Work to be completed:
Can you render every line of the entries below as a numbered list, skipping any blank lines and leaving out the pictures?

Record excerpts:
# # #
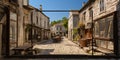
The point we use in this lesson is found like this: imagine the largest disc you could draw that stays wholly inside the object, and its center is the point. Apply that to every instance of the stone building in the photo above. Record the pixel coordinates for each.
(8, 28)
(102, 13)
(72, 23)
(15, 17)
(40, 25)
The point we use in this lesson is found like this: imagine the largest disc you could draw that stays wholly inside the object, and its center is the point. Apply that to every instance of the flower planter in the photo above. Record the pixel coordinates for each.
(83, 43)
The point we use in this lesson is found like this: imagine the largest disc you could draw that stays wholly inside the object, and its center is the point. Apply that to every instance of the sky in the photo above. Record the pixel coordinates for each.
(57, 5)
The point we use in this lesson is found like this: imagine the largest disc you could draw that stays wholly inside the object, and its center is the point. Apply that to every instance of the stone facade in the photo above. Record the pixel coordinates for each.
(102, 14)
(41, 25)
(72, 23)
(20, 17)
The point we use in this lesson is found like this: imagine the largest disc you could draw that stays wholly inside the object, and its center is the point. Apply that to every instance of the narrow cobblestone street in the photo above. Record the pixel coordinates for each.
(63, 47)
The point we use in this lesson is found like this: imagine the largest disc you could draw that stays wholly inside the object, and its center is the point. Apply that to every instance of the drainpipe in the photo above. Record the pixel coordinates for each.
(92, 35)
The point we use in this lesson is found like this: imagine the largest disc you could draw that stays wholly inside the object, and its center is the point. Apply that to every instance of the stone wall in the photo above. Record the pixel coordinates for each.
(20, 24)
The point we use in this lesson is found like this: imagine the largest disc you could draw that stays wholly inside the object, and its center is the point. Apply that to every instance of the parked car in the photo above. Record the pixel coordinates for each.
(57, 38)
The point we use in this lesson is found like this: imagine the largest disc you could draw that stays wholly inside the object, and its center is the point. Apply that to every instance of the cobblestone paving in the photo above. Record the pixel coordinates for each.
(64, 47)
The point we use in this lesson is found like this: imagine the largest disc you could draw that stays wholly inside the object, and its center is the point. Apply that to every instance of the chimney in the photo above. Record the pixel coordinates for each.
(41, 8)
(83, 3)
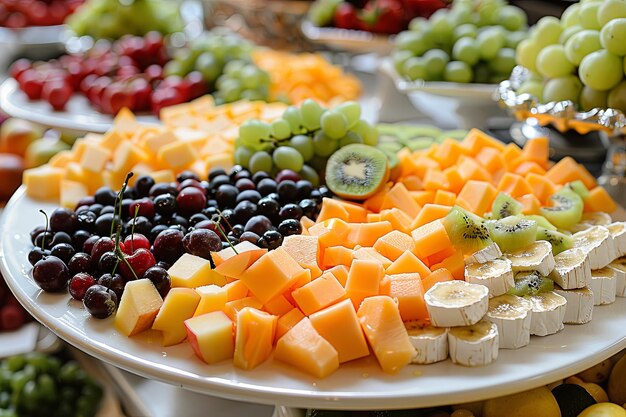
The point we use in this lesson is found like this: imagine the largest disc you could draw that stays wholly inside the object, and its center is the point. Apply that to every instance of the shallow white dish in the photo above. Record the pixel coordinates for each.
(79, 115)
(356, 385)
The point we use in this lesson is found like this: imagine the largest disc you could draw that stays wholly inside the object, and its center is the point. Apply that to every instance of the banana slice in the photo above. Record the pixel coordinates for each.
(430, 343)
(579, 305)
(572, 269)
(599, 245)
(474, 345)
(604, 285)
(487, 254)
(619, 265)
(497, 275)
(512, 315)
(618, 233)
(536, 257)
(456, 303)
(548, 313)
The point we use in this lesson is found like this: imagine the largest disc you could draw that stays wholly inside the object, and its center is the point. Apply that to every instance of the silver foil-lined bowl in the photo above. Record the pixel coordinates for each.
(563, 115)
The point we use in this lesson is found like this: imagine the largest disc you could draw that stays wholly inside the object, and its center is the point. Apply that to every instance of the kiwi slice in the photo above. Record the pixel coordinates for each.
(559, 241)
(466, 231)
(531, 283)
(504, 206)
(356, 171)
(513, 233)
(566, 210)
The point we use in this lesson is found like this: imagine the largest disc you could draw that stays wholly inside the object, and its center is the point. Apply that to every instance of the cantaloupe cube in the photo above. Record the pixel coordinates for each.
(138, 307)
(430, 239)
(179, 305)
(363, 280)
(272, 274)
(304, 348)
(408, 290)
(319, 294)
(211, 336)
(393, 244)
(254, 338)
(287, 321)
(304, 249)
(381, 322)
(339, 325)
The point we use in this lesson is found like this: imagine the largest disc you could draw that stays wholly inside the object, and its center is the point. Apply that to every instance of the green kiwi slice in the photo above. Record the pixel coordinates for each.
(356, 171)
(513, 233)
(559, 241)
(466, 231)
(504, 206)
(566, 210)
(531, 283)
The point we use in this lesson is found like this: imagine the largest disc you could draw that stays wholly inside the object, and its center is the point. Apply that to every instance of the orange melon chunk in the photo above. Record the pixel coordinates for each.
(254, 338)
(363, 280)
(393, 244)
(408, 290)
(272, 274)
(430, 239)
(304, 348)
(318, 294)
(381, 322)
(340, 326)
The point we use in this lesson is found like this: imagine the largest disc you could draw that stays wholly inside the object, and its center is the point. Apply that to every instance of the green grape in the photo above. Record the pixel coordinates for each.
(309, 174)
(280, 129)
(582, 44)
(323, 145)
(601, 70)
(351, 110)
(334, 124)
(490, 41)
(512, 18)
(435, 61)
(311, 114)
(552, 62)
(588, 15)
(466, 30)
(466, 50)
(260, 161)
(458, 72)
(526, 54)
(293, 116)
(304, 145)
(613, 36)
(242, 155)
(611, 9)
(286, 157)
(591, 99)
(561, 89)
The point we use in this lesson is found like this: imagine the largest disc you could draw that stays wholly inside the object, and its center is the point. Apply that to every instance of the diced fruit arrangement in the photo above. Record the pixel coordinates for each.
(21, 14)
(472, 42)
(377, 16)
(580, 58)
(596, 392)
(112, 19)
(38, 384)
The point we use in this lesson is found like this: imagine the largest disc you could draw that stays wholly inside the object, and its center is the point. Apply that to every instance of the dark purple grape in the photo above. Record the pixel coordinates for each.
(51, 274)
(63, 220)
(63, 251)
(168, 245)
(290, 227)
(100, 301)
# # #
The answer:
1. The point we use in this lesson is found like this: imagine the largest disc you could draw that stays wholly inside the object, and its center is the point. Apply that to every instance of the stone building in the photo above. Record the pixel coordinates for each.
2. (8, 28)
3. (102, 13)
4. (72, 23)
5. (15, 17)
6. (40, 25)
7. The point we use in this lesson is found like this: imagine the largest disc you could draw that stays wholly inside the object, and its center is the point. Apply that to every instance of the flower planter in the photo above. Record the pixel coordinates for each.
8. (83, 43)
9. The point we use in this lesson is found like this: imagine the largest disc you could draw that stays wholly inside the object, and its center is the point. Apply that to every instance of the sky in the photo above. Record the pixel coordinates for each.
10. (57, 5)
11. The point we use in this lesson is found like this: imagine the largest disc you could draw that stays wholly inside the object, and its center is the point. Apply that to every instance of the stone facade in the photo above. Record the pixel coordinates for each.
12. (102, 14)
13. (41, 25)
14. (72, 23)
15. (20, 17)
16. The point we use in this lesson is found like this: imagine the largest disc you could draw that stays wholly inside the object, and its center is the point. Apply that to every instance of the narrow cobblestone street in the photo above. Record the pixel coordinates for each.
17. (63, 47)
18. The point we use in this lesson is found like this: imagine the largest disc you could draw that stays wholly inside the object, and its center is the point. Apply that to every instance of the drainpipe in the photo above. Record the pixel coordinates for each.
19. (92, 35)
20. The point we use in this lesson is found like this: imagine the largest disc you could draw that stays wholly inside the object, and its center is the point. Apply that to every instance of the stone wall in the photo above. Record the pixel coordinates for each.
21. (20, 24)
22. The point we use in this lesson is found like this: imagine the largest disc you could draw that stays wholly inside the object, and its center is the point. Apply that to every instance of the parked car in the photo above. Record the pixel coordinates for each.
23. (57, 38)
24. The point we use in this lesson is found like this: imagine the largest disc you could draw that stays wholly inside the object, and its center is the point. Apply that to every instance of the cobblestone paving in the photo above. Record the pixel coordinates for each.
25. (64, 47)
26. The point we use in this lesson is found like this: imagine the largest disc you could draw that stays wholly inside the object, and its center is the point. Apply that to every instance of the chimney in the photo above. Record the pixel coordinates for each.
27. (41, 8)
28. (83, 3)
29. The point we use in this lesson is found like this: imagine the largest disc you could draw that stays wholly inside the object, and its center is the point. Apply that to every instance of the shallow white dish in the photo above. Record the pixel coordinates for each.
30. (79, 115)
31. (356, 385)
32. The point we use in this lesson is found like this: imagine the largest disc you could draw that stays wholly inside the object, and its center is the point. Apply that to every instance of the banana slice in the photo above. Record the pixel coordinates for each.
33. (430, 343)
34. (579, 305)
35. (572, 269)
36. (599, 245)
37. (474, 345)
38. (604, 285)
39. (487, 254)
40. (619, 265)
41. (497, 275)
42. (512, 315)
43. (618, 233)
44. (536, 257)
45. (456, 303)
46. (548, 313)
47. The point we use in this lesson is found like this: imagine the largest disc you could draw that stays wholly inside the object, and its center is the point. Apply that to every instance of the silver foil-lined bowl in the photo above. Record the pixel coordinates for each.
48. (563, 115)
49. The point we use in this lesson is found like this: imagine the largest disc you could draw that stays wholly inside the object, and its center is the point. Apply that to every instance of the kiwi slice in the photo above. Record the pixel coordinates for each.
50. (559, 241)
51. (466, 231)
52. (531, 283)
53. (504, 206)
54. (356, 171)
55. (513, 233)
56. (566, 210)
57. The point we use in this lesson is found like this: imagine the largest disc you could draw that stays wholly inside the object, and its center is the point. Apply that to every instance of the cantaloupe cube in the photo above. Record the pixel coordinates for each.
58. (138, 307)
59. (430, 239)
60. (179, 305)
61. (363, 280)
62. (272, 274)
63. (304, 348)
64. (408, 290)
65. (319, 294)
66. (211, 336)
67. (393, 244)
68. (254, 338)
69. (287, 321)
70. (304, 249)
71. (381, 322)
72. (339, 325)
73. The point we use in this lesson is found like this: imagine the largest disc you could draw that stays wholly inside the object, and its center is the point. Apply that to every instance of the green kiwi slice in the photo above. Record the pixel coordinates for each.
74. (356, 171)
75. (513, 233)
76. (559, 241)
77. (466, 231)
78. (504, 206)
79. (566, 210)
80. (531, 283)
81. The point we use in this lesson is found like this: imagine the largest disc you could draw that stays wholly inside the object, and its center is the point. Apply that to every instance of the orange melon chunk in the photo above. Record the pixel coordinates for each.
82. (254, 338)
83. (363, 280)
84. (393, 244)
85. (408, 290)
86. (272, 274)
87. (430, 239)
88. (304, 348)
89. (318, 294)
90. (381, 322)
91. (340, 326)
92. The point we use in this lesson is found like this: imagine the largest disc you could draw that stays wholly inside the object, and its center is the point. Apply that to every instance of the green grape in the photo above. Record the pixel coordinates for each.
93. (309, 174)
94. (280, 129)
95. (582, 44)
96. (323, 145)
97. (601, 70)
98. (351, 110)
99. (334, 124)
100. (490, 41)
101. (512, 18)
102. (435, 61)
103. (311, 114)
104. (552, 62)
105. (588, 15)
106. (466, 30)
107. (466, 50)
108. (260, 161)
109. (458, 72)
110. (526, 54)
111. (293, 116)
112. (304, 145)
113. (613, 36)
114. (242, 155)
115. (611, 9)
116. (286, 157)
117. (591, 99)
118. (561, 89)
119. The point we use in this lesson is found like this: imagine the largest disc you could draw that stays wholly inside the object, and its center is the point. Apply that to every instance of the diced fruit arrangement in the photo above. Record the pixel coordinates for each.
120. (21, 14)
121. (472, 42)
122. (377, 16)
123. (580, 58)
124. (596, 392)
125. (112, 19)
126. (38, 384)
127. The point we use in this lesson is found like this: imagine the largest disc you could draw that stays wholly inside the object, and its center is the point. Apply that to every instance of the dark purple grape in the photo above. Record the pixel coordinates for each.
128. (51, 274)
129. (63, 220)
130. (63, 251)
131. (168, 245)
132. (290, 227)
133. (100, 301)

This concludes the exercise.